[START OF TEXT BLOCK]

This was a very large set back. No access to the tower would spell the end of the project. The scout for an alternate route thus commenced.

4. Alternate Route

On honours day, 28th August, we scouted the new route into the clock tower for the second time, the first being about a week or so before. Armed with tape, we bugged all doors so that on the night of preparation, we'd know if it was safe to leave our equipment up there unhidden. The new route involved taking the stairwell at the back of the auditorium, climbing out of one of its windows to a restricted balcony, climbing up a few ledges with air-con compressors, and entering through the side doors, which was very surprisingly unlocked.

5. Construction

With the final reconnaissance mission having succeeded so beautifully (we had now full access to the clock tower albeit a bit of inconvenience) everything had to be on full steam. We had already begun construction that same week. I was tasked with designing and creating the electronic triggering circuit, while Michael was brought in for getting the materials. The rest of the team painted, drilled, and assembled part of the equipment while testing the rope mechanism.

The electronic device with the MAS clock is mounted on to the chassis of a Tamiya mini 4WD and the circuit basically takes the alarm from the clock as an input to turn on the motor of the car. To do this, the small input from the MAS digital clock of about 0.3V is fed into an op-amp which is balanced using a potential divider such that the 0.3V is enough to drive it to full saturation. The op-amp then switches on a transistor which turns on the motor since it doesn't produce enough current by itself. The full circuit diagram is also available here.

[END OF TEXT BLOCK]

- EXERCISE SET:
1. In the clock tower account, quote the passage from "This was a very" to "very surprisingly unlocked.".
2. According to the clock tower account, what is the approximate voltage of the input from the MAS digital clock that is fed into the op-amp?

[START OF ITEMS]

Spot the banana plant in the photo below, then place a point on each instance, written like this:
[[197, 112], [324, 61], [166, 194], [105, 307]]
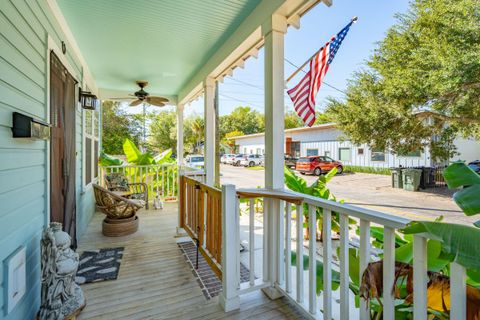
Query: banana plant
[[317, 189]]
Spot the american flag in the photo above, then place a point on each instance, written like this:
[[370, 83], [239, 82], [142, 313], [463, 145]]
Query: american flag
[[303, 94]]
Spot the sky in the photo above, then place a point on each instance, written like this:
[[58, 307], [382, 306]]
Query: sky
[[375, 17]]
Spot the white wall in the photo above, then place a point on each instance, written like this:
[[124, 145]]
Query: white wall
[[468, 150]]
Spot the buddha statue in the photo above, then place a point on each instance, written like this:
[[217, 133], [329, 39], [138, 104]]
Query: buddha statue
[[61, 297]]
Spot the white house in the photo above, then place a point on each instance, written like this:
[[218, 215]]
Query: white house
[[325, 139]]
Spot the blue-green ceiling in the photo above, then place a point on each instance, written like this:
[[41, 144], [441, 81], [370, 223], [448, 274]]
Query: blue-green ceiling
[[162, 41]]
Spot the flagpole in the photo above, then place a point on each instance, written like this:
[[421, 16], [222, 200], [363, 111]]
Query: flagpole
[[354, 19]]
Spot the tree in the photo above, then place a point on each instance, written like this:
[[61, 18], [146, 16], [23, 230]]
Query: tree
[[428, 61], [117, 126], [163, 130], [242, 119]]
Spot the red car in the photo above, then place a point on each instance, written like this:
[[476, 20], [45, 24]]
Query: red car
[[317, 165]]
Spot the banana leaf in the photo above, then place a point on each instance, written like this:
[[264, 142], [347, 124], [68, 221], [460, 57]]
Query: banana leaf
[[459, 243], [106, 160], [457, 175]]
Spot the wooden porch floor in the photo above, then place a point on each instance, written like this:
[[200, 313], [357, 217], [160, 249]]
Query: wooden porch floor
[[155, 281]]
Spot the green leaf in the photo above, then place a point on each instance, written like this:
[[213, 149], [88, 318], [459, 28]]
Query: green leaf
[[460, 242], [106, 160], [131, 151], [458, 174]]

[END OF ITEMS]

- ANSWERS BELOW:
1.
This was a very large set back. No access to the tower would spell the end of the project. The scout for an alternate route thus commenced.

4. Alternate Route

On honours day, 28th August, we scouted the new route into the clock tower for the second time, the first being about a week or so before. Armed with tape, we bugged all doors so that on the night of preparation, we'd know if it was safe to leave our equipment up there unhidden. The new route involved taking the stairwell at the back of the auditorium, climbing out of one of its windows to a restricted balcony, climbing up a few ledges with air-con compressors, and entering through the side doors, which was very surprisingly unlocked.

2. About 0.3V.